START Extracted data

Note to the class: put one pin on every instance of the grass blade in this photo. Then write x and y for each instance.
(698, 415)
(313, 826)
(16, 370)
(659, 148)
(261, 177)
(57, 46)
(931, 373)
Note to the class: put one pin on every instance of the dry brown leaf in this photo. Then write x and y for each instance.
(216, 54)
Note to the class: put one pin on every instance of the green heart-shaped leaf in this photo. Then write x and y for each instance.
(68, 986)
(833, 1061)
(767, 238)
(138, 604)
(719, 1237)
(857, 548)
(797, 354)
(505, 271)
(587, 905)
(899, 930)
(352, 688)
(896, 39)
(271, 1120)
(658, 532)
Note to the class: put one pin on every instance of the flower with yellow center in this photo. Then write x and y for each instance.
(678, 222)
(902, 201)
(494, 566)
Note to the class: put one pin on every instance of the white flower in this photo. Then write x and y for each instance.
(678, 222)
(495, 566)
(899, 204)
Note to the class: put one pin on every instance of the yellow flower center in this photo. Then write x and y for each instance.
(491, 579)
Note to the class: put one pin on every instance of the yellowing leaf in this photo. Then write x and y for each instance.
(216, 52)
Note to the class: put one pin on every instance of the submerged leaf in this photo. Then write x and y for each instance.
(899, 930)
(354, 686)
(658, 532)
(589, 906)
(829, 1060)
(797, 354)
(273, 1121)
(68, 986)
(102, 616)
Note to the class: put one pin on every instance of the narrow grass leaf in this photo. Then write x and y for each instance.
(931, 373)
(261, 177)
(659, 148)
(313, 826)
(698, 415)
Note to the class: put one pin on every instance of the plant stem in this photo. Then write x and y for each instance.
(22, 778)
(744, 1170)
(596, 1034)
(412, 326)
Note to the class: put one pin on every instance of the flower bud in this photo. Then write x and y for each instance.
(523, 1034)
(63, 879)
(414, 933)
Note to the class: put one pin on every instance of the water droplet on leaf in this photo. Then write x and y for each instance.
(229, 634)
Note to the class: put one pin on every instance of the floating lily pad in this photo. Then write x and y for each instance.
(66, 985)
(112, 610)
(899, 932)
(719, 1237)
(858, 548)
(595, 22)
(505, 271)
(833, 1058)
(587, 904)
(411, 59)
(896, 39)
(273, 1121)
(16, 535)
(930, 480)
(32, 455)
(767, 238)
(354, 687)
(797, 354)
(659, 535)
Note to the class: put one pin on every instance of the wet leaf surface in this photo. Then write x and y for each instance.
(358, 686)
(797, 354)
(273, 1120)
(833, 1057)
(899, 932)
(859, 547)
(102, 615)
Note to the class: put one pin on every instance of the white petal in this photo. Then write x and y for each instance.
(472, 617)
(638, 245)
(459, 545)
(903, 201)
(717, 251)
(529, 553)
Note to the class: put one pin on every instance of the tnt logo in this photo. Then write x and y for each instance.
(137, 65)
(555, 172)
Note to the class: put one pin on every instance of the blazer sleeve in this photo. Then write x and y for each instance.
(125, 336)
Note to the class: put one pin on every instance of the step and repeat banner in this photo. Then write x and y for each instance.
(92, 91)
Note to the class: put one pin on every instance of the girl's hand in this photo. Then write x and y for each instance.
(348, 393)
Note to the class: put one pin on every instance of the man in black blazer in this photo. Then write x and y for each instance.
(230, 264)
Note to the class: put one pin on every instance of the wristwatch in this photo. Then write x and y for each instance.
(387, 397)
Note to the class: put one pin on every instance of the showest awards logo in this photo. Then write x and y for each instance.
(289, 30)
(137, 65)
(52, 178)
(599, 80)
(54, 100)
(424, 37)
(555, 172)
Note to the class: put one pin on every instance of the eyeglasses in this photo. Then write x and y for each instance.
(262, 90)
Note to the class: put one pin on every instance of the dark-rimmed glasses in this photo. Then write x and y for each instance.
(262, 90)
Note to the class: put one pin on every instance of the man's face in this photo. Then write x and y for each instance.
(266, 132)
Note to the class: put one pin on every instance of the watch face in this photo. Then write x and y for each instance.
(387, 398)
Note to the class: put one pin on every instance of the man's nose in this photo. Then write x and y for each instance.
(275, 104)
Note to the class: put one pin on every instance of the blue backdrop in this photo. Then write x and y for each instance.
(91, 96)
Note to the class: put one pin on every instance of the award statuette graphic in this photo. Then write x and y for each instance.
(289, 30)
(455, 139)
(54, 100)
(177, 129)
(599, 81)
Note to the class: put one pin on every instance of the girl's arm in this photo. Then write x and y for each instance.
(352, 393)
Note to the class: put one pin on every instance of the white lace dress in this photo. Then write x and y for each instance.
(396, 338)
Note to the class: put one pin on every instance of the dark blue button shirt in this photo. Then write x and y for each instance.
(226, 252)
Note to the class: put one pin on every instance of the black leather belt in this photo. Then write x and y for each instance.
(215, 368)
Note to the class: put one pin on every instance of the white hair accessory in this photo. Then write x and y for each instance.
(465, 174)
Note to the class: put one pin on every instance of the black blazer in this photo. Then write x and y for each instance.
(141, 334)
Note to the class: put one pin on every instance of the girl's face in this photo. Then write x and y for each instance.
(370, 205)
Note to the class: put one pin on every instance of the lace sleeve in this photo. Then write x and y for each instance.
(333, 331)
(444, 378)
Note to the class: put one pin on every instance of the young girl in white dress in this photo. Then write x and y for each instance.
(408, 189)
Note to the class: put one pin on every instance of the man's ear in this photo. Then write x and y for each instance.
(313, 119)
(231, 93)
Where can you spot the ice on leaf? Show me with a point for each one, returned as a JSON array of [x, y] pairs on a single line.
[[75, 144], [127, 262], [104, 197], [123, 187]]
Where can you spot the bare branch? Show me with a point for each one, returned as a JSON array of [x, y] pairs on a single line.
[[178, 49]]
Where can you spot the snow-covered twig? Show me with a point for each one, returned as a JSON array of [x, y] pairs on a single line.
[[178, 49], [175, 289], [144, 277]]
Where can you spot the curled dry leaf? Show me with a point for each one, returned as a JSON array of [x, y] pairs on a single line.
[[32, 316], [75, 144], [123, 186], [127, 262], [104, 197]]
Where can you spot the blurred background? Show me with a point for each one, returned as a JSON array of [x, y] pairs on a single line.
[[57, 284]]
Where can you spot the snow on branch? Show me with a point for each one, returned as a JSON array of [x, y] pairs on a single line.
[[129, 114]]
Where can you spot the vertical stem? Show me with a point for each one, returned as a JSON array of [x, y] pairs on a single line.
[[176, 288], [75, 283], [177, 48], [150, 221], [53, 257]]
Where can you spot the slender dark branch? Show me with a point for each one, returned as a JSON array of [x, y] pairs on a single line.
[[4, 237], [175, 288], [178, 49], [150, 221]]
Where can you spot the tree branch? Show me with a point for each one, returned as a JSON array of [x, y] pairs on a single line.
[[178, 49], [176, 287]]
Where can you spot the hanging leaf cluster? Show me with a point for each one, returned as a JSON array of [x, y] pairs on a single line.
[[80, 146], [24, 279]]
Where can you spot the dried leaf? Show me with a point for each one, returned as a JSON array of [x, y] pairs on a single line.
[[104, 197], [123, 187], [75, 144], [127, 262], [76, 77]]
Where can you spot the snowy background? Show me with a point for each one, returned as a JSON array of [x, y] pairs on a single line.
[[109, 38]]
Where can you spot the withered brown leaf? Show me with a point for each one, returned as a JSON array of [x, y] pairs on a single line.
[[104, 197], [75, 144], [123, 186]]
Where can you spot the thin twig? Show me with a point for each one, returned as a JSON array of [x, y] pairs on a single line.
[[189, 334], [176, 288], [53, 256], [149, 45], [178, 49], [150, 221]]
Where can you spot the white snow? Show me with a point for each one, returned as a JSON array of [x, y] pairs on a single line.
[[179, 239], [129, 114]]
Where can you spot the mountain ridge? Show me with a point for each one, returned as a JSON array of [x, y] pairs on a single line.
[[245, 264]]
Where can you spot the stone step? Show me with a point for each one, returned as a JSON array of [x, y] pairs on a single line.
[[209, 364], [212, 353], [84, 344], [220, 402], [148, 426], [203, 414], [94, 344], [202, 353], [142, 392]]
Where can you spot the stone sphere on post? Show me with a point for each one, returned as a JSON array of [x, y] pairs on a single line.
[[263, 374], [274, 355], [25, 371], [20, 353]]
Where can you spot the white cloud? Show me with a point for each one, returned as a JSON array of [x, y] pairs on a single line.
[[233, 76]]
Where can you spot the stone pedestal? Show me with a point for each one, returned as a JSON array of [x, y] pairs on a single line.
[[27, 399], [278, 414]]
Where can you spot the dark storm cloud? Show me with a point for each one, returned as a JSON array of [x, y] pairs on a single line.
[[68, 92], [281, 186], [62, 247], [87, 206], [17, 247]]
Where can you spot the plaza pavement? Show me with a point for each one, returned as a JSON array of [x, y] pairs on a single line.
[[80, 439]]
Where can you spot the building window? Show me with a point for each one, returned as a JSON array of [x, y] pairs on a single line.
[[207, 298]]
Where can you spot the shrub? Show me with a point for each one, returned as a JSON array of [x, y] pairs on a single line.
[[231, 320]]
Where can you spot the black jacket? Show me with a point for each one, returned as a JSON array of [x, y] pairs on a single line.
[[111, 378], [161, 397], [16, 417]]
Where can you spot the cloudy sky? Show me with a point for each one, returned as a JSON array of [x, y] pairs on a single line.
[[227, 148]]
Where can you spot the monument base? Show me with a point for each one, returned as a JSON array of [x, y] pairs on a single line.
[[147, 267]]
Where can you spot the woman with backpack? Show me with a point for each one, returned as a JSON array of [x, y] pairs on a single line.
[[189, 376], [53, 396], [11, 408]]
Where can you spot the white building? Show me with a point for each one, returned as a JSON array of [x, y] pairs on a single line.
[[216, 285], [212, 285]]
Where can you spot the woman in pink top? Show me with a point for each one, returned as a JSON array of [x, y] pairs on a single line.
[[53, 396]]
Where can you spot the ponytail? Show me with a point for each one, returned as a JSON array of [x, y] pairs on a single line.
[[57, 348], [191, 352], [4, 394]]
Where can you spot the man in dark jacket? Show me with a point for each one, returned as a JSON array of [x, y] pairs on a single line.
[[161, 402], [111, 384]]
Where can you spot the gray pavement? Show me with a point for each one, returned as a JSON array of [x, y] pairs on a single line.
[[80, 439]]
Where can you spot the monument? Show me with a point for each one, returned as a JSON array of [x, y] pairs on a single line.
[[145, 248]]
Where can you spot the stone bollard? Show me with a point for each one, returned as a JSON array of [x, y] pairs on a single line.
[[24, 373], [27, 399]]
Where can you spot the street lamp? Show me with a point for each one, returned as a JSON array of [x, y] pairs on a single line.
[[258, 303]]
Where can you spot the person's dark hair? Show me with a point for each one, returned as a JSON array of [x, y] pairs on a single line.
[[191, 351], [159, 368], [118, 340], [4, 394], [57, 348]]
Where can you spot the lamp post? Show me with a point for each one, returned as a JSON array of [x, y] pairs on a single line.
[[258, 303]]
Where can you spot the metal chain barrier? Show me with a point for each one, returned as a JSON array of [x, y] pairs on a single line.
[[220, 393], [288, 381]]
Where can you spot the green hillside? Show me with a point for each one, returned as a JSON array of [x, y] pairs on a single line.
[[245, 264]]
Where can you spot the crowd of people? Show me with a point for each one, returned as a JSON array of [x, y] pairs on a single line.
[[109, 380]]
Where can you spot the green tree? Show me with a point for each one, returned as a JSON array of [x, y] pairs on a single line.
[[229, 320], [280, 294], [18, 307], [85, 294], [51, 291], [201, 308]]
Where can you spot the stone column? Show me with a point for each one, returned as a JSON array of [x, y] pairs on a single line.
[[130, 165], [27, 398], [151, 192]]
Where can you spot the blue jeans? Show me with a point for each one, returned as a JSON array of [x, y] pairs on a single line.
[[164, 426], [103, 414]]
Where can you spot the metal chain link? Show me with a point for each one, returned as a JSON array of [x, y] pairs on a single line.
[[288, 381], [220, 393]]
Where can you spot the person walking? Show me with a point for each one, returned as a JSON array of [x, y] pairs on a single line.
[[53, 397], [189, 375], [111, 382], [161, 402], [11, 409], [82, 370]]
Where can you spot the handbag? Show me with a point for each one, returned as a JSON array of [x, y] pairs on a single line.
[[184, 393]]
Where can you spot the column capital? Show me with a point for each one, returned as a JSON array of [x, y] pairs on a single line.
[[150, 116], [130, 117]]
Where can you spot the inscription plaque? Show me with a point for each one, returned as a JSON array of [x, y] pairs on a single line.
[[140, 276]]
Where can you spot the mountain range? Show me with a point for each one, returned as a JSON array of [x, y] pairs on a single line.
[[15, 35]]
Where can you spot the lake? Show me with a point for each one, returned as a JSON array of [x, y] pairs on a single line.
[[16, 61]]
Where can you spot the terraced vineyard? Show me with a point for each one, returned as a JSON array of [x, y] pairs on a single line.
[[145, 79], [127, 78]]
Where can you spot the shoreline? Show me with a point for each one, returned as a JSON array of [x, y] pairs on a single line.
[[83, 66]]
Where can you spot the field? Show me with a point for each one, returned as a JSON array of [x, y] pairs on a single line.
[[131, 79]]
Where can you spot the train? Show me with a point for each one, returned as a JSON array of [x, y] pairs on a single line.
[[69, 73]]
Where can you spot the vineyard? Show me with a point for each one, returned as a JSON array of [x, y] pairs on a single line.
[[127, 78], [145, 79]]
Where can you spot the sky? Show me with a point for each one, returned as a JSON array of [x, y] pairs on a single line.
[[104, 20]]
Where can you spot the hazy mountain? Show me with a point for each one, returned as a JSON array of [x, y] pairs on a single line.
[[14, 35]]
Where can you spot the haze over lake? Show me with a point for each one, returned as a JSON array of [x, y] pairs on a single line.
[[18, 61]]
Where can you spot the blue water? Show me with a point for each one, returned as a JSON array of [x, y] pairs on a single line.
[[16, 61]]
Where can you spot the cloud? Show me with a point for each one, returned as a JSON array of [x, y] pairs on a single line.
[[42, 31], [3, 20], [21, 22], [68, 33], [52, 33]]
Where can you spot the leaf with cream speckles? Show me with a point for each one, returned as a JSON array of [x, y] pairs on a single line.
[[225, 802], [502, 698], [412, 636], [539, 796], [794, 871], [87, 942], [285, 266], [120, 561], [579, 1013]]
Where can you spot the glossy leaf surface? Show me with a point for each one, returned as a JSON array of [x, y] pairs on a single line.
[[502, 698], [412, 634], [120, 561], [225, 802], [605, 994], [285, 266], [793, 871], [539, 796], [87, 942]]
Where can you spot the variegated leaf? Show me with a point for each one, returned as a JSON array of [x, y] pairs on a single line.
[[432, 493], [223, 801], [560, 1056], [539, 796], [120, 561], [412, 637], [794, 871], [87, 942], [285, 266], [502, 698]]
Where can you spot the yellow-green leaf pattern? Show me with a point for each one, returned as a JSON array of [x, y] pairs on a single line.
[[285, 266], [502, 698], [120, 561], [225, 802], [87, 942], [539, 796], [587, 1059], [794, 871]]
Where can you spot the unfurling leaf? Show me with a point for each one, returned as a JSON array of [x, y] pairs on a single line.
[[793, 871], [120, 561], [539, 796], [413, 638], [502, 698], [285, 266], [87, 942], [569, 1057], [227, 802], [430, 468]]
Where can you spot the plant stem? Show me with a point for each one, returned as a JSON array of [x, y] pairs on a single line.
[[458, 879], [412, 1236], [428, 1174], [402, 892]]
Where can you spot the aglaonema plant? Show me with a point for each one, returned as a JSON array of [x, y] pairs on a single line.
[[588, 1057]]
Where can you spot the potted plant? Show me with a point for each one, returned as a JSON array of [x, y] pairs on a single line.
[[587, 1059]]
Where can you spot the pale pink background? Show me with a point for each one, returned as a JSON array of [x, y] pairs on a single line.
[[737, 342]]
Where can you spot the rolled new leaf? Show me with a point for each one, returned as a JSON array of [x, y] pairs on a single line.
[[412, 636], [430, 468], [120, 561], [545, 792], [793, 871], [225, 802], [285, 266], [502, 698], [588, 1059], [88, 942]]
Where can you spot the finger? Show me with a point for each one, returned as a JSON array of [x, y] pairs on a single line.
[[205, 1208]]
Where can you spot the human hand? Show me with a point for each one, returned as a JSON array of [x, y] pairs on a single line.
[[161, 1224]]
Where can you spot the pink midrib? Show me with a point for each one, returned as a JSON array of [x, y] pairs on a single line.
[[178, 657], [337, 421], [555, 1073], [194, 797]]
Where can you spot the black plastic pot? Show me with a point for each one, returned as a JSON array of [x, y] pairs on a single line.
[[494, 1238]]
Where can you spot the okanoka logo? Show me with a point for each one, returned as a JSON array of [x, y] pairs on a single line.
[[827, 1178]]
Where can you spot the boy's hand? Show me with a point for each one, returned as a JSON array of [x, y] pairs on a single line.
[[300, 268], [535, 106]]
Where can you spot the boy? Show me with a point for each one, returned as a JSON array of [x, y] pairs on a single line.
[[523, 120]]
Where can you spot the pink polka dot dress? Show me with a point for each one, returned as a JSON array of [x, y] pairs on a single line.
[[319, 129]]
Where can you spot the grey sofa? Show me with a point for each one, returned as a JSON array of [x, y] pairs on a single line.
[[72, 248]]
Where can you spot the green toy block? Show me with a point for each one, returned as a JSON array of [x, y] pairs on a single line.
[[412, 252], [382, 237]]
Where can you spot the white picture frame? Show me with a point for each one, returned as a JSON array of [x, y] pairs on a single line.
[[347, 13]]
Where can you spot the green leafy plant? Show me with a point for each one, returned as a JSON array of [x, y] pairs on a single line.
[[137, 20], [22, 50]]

END Extracted data

Exercise requirements.
Only the lines from the one containing "Where can you spot the white picture" through the final line of the data belong in the answer, repeated exactly.

Problem solution.
Where can you spot the white picture frame? Show me with a point for each one, returned as a JSON array of [x, y] pairs on a single line.
[[347, 13]]
Where can you spot the green leafy plant? Show me with a point for each one, returned as a JSON array of [x, y] pairs on a single line.
[[137, 20], [22, 50]]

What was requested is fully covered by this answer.